(Records from a point labeling set)
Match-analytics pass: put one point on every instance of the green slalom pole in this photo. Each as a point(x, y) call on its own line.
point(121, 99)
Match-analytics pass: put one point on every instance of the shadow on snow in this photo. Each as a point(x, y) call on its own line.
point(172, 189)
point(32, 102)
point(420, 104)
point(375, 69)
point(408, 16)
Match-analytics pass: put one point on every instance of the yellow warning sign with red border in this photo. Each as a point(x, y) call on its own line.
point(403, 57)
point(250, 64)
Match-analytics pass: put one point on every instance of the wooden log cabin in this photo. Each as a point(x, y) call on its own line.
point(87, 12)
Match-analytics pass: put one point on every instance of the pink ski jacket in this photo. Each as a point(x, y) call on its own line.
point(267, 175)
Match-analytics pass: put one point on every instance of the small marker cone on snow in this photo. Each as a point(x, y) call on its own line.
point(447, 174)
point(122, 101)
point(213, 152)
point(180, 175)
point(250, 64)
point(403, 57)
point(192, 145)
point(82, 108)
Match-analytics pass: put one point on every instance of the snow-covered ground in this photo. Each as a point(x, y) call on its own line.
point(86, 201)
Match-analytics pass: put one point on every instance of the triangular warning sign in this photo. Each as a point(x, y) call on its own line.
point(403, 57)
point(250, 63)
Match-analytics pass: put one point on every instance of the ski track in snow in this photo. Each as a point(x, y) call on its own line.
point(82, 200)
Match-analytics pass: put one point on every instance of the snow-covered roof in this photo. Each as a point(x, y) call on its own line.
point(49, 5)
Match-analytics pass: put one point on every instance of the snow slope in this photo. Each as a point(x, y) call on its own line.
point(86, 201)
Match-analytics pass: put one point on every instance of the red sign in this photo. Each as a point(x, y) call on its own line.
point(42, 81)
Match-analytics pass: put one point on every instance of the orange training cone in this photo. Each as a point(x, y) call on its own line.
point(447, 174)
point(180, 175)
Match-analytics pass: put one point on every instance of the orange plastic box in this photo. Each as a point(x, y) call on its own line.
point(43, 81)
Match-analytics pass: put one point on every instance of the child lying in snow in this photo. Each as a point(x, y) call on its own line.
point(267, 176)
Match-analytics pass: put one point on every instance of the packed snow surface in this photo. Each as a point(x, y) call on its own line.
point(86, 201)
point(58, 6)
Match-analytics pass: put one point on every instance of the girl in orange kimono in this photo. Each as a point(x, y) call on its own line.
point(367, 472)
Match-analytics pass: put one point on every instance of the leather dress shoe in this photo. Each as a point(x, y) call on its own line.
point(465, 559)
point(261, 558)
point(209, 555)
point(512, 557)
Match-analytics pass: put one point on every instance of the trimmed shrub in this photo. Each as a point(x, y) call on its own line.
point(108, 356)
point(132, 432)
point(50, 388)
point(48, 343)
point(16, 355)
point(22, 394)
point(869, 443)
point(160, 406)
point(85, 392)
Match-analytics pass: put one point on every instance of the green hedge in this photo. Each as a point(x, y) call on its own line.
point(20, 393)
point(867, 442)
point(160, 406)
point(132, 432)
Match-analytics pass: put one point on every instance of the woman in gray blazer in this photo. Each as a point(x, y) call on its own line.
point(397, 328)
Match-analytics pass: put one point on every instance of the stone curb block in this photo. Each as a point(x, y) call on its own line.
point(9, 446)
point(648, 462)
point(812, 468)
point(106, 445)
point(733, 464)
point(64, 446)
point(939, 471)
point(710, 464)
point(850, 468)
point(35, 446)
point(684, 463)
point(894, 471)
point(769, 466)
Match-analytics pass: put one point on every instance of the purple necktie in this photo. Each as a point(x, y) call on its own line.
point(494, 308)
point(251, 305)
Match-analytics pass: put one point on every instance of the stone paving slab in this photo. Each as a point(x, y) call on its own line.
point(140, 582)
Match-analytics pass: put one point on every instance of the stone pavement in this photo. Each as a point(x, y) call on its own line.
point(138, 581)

* **Task prompt**:
Rescale the listing from the line with "the stone curb" to the line with "point(769, 466)", both included, and write out only those lines again, request line included. Multiply every coordinate in the points by 1.1 and round it to a whole number, with halves going up.

* **Worked solution**:
Match-analytics pass: put one point on every instance of the stone curb block in this photo. Each as a point(x, y) call on its own line.
point(10, 491)
point(713, 508)
point(893, 515)
point(117, 490)
point(806, 510)
point(70, 491)
point(1033, 518)
point(781, 510)
point(935, 515)
point(39, 491)
point(752, 509)
point(983, 518)
point(846, 513)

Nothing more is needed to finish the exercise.